→ **DATASET RECORDS**:
--------------------------------------------------
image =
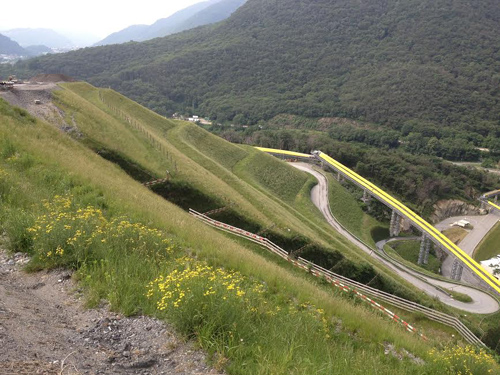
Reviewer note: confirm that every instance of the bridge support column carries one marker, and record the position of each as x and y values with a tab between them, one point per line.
484	205
367	198
395	226
456	270
425	248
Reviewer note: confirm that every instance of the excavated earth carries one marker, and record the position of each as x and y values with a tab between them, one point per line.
45	329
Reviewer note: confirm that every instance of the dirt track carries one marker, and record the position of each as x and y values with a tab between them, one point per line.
44	329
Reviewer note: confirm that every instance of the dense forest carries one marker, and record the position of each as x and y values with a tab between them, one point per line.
387	62
420	180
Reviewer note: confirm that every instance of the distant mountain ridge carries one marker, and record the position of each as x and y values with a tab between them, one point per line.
9	47
199	14
35	37
382	61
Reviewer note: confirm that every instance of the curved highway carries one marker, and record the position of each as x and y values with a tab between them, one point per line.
482	303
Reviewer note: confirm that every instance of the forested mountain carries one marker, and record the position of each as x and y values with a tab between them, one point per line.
199	14
9	47
126	35
383	61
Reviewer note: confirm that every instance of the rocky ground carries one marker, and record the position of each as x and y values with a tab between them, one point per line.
45	329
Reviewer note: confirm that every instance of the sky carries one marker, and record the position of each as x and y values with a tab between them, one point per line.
96	17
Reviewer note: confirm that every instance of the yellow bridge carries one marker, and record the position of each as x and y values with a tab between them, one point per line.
433	234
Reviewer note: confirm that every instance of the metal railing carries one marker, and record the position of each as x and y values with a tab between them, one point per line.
350	286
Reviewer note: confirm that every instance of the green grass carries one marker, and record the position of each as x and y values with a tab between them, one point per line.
489	246
120	269
261	189
347	209
409	250
285	335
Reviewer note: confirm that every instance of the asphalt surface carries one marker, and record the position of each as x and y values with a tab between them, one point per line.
481	226
482	303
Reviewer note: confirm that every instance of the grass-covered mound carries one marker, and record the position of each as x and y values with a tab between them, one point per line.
68	207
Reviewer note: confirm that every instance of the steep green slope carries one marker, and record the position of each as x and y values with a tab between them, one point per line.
46	175
259	192
383	61
9	47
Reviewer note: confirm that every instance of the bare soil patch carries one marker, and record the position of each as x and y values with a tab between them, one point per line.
52	78
45	329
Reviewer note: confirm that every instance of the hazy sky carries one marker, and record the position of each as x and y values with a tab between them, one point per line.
97	17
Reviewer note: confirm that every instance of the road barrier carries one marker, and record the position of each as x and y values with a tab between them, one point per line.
352	287
416	220
435	235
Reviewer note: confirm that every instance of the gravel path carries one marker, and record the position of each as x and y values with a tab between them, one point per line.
44	329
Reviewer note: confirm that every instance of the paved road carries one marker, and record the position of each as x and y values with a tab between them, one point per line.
482	302
482	225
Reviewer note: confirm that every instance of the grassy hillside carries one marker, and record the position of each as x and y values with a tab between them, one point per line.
347	209
208	173
67	206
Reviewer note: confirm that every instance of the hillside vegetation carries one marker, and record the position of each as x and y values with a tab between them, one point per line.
379	61
67	206
199	14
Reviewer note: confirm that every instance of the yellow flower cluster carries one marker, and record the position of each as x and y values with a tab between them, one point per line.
179	284
65	227
464	360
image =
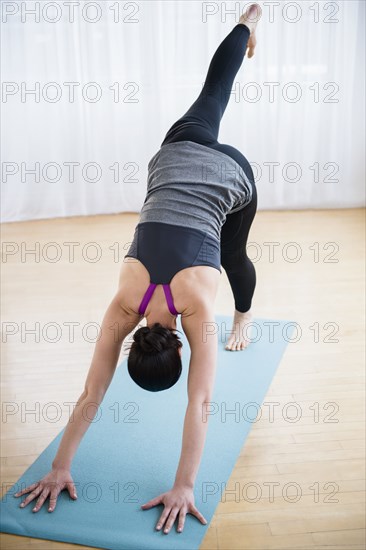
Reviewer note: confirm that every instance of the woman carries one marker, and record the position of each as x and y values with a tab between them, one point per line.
199	207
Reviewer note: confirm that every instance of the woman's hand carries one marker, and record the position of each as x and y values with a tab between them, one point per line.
179	500
52	484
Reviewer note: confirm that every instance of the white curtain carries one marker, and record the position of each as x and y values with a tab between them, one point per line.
110	78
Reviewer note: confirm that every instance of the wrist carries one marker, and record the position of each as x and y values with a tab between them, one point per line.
60	466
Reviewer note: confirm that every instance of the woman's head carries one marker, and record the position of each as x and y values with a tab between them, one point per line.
154	361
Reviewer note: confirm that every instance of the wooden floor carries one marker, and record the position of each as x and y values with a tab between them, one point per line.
319	458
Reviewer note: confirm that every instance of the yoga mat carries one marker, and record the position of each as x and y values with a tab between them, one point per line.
130	453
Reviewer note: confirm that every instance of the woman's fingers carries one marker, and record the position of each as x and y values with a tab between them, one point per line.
53	500
31	496
27	489
198	514
163	517
41	499
182	518
171	519
71	489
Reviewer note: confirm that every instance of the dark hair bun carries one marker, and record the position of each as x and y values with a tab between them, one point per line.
156	338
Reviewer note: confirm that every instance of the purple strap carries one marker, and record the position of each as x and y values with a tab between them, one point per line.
169	299
146	298
150	292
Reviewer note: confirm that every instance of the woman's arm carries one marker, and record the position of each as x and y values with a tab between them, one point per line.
200	329
116	325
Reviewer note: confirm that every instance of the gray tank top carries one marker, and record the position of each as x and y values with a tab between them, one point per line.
192	185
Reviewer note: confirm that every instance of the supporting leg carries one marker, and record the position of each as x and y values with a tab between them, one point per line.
239	269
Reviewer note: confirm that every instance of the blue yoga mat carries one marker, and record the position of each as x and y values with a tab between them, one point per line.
130	453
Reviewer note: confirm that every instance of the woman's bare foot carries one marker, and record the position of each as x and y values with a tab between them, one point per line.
250	18
240	333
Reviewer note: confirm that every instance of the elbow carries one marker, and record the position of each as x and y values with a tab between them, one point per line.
92	395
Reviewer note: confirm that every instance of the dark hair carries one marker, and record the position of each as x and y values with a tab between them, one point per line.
154	361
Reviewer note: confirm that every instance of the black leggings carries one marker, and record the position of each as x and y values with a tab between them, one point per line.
201	124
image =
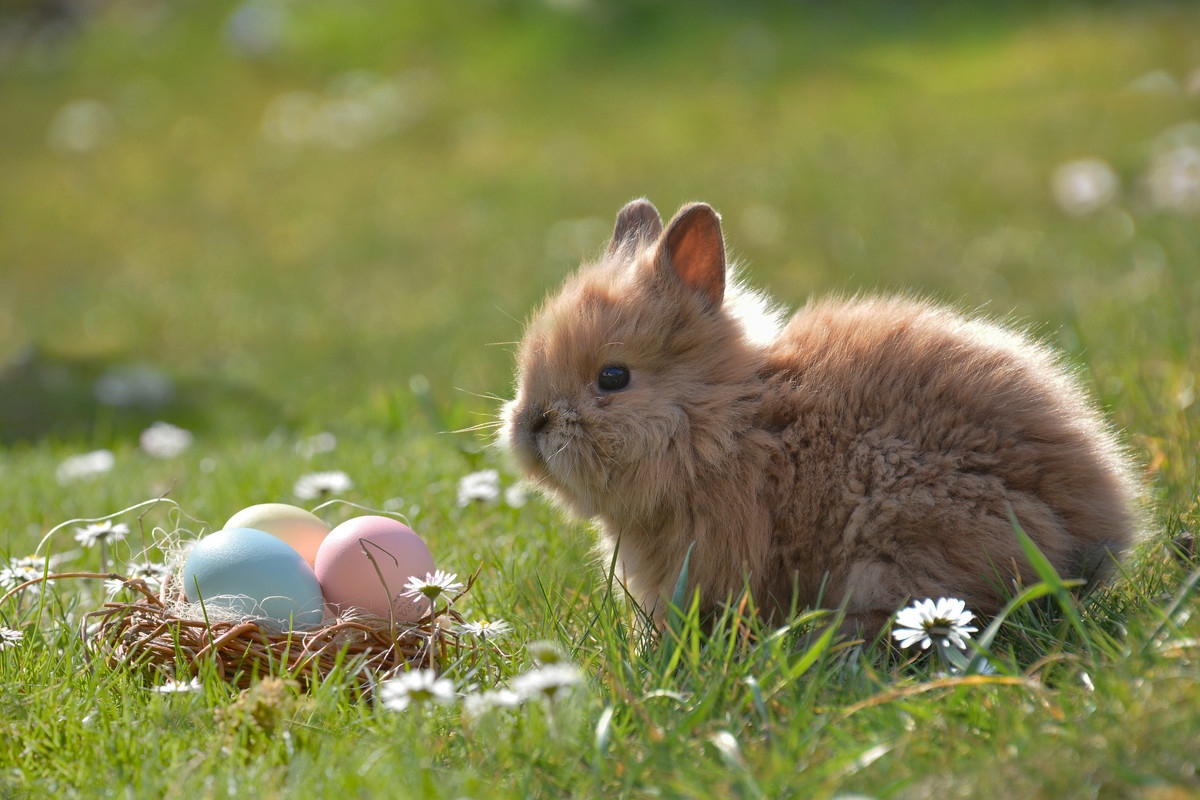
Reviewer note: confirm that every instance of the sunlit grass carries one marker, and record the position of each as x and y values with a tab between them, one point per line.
--------------------------------------------------
→ **PROBLEM STATEMENT**:
When you give the entries again, keep them exact and omit any picture they contain.

→ **RESPONSE FOR THIS EXERCISE**:
image =
Reviewer note: confirm that every instance of the bridge support column carries one marker, and record the position of each as x and y values with a tab between them, one point per line.
484	205
367	198
395	226
456	270
425	248
Reviewer note: confirm that every instance of the excavated earth carries one marker, and record the position of each as x and y values with a tab between them, one point per line.
45	329
Reviewer note: confirm that every instance of the dirt track carries one marker, and record the position of each as x and y values with a tab between them, one point per line.
44	329
Reviewer note: confirm that every instance of the dense forest carries one marker, and record the position of each as x and y values with a tab between them, one point per line.
387	62
420	180
Reviewer note: confirm that every instance of the distant mountain ridge carries one marker, and record the position of each as x and y values with a tab between them, one point per line.
9	47
199	14
35	37
382	61
Reviewer note: confirm that every instance of the curved highway carries one marker, and record the position of each as x and y values with a tab between them, one point per line.
482	303
Reviewer note: confirm that every instance of the forested mountain carries one marker, and record the position of each as x and y values with a tab between them, one point per line.
199	14
9	47
126	35
383	61
Reviewer note: confirm that every instance of the rocky ground carries one marker, and record the position of each as x and y values with a tab between them, one point per line.
45	329
Reviewer note: confirm that every instance of the sky carries one marker, and record the position of each as x and y values with a tab between them, one point per line.
96	17
Reviewer note: confirm that every instance of the yellow bridge carries one marker, and record the position of each as x and y values with a tab between them, one point per line.
433	234
Reviewer note: confirm that every instance of the metal railing carries one marker, and record the position of each as x and y values with a tab between them, one point per line.
350	286
Reviewer note: confirm that every instance of the green grass carries one marker, and record the position of each as x and y values with a tab between them, one point per line.
489	246
120	269
261	189
347	209
409	250
285	335
Reviewer note: confirm that every instance of the asphalt surface carries one marker, and record the position of each as x and y values with a tab between them, one point per line.
481	226
482	303
Reviewer note: confirm that every instance of the grass-covered mound carries one marker, and record the position of each as x and y values with a tab between them, one point per line.
68	207
Reviewer note: confirm that every instance of the steep green slope carries one marker, and record the position of each as x and y values with a tab between them, one point per line.
46	175
259	192
383	61
9	47
Reviewer note: confirm that every instance of the bare soil patch carries one marker, and record the position of each as x and y values with a tab between them, one point per line.
52	78
45	329
Reviewer note: confirm that every instance of the hazy sky carries one marker, and record the position of each as x and y values with a tab between them, one point per line.
97	17
Reviewer note: confirm that every instance of the road barrier carries one marker, and record the position of each as x and y values with a tab between them, one point per line.
352	287
416	220
435	235
Reviewer note: confirm that every instance of the gravel path carries one marker, and record the position of each as x and y values with a tab between them, one point per line.
44	329
Reviewer note: confirm that every instance of the paved road carries one marker, and record the position of each as x and y values with a tab between them, one point per line.
482	302
482	225
Reviewer note: confirm that every instance of the grassy hillside carries one marker, and record the position of each as x and y values with a tab between them, one point per line.
347	209
208	173
67	206
Reviewer note: confirm that every instance of the hillside vegetation carries one marker, and record the position of each as x and y values with a tab between them, one point per line.
379	61
67	206
199	14
Reviewer note: confirm that every instance of the yellow flower cluster carries one marker, and record the position of each as x and y values with a tab between them, one point per line.
179	284
65	227
464	360
image =
Reviewer note: confirm that every instance of the woman carries one marker, and record the position of each as x and y values with a tab between them, one point per line.
199	207
Reviewer note: confirm that every instance of the woman's hand carries one marker, and record the position of each as x and y values with a tab between them, one point per line.
179	500
52	484
Reviewer note: confirm that every instance of the white curtain carries one marker, and record the position of each as x and y values with a tab between them, one point per line.
110	78
Reviewer note: confirm that every instance of the wrist carries one marker, and record the position of each as x and y values with a tab between them, one point per line.
60	466
Reviewer note: confirm that every instance of the woman's head carries one marker, and record the position of each as x and y values with a tab between them, one point per line.
154	361
Reviewer note: confirm that every instance of the wooden floor carries one marker, and record the position of each as x and y values with a tab between them, one point per line.
319	458
Reviewer note: confirm that every instance of the yoga mat carries one marker, and record the position of each as x and y values with a tab between them, one point per line.
130	453
Reviewer note: confirm that every instance of the woman's fingers carries one marker, and record the position of each as x and y values with a tab between them, one point per line.
53	500
31	496
27	489
198	514
163	517
41	499
182	518
171	519
71	489
Reviewer note: confirm that every instance of the dark hair bun carries one marker, and record the position of each as x and y values with a tab between them, one point per line.
156	338
Reviewer note: confirm that every instance of the purple strap carries one marker, and record the position of each as x and y values with a tab between them, one point per line.
169	299
146	298
150	292
Reviewer note: confirm that every instance of the woman's arm carries one marker, and record the position of each as x and y values with a tab between them, one point per line.
200	329
116	325
Reviewer note: confirm that every instance of the gray tank top carries one marker, and record the position of each as x and y values with a tab between them, one point per line.
192	185
Reviewer note: confirm that every instance of the supporting leg carries one marker, and record the position of each as x and y values with a tab between them, one point per line.
239	269
Reviewer note: confirm that every instance of the blue yoga mat carries one marker, and record the position of each as x and y values with a tab between them, one point per line.
130	453
Reviewer note: confirm that every instance of the woman's bare foot carries one marker, and record the position of each as x and y values with a tab between them, one point per line.
250	18
240	333
Reviewer note: confirm that every instance of the elbow carries one marker, and record the position of each as x and y values with a tab between them, one point per line.
92	395
Reviewer note: confirm that every instance of the dark hair carries one marker, and record the position of each as x and y values with a tab between them, one point per line.
154	361
Reviewer note: confirm that every instance of the black leggings carries one marker, and record the position of each as x and y values with a tab between them, one point per line.
201	124
image =
Reviewer note: confirm that every instance of the sunlit grass carries one marker, and record the position of each as x and y values with a tab between them, one point per line.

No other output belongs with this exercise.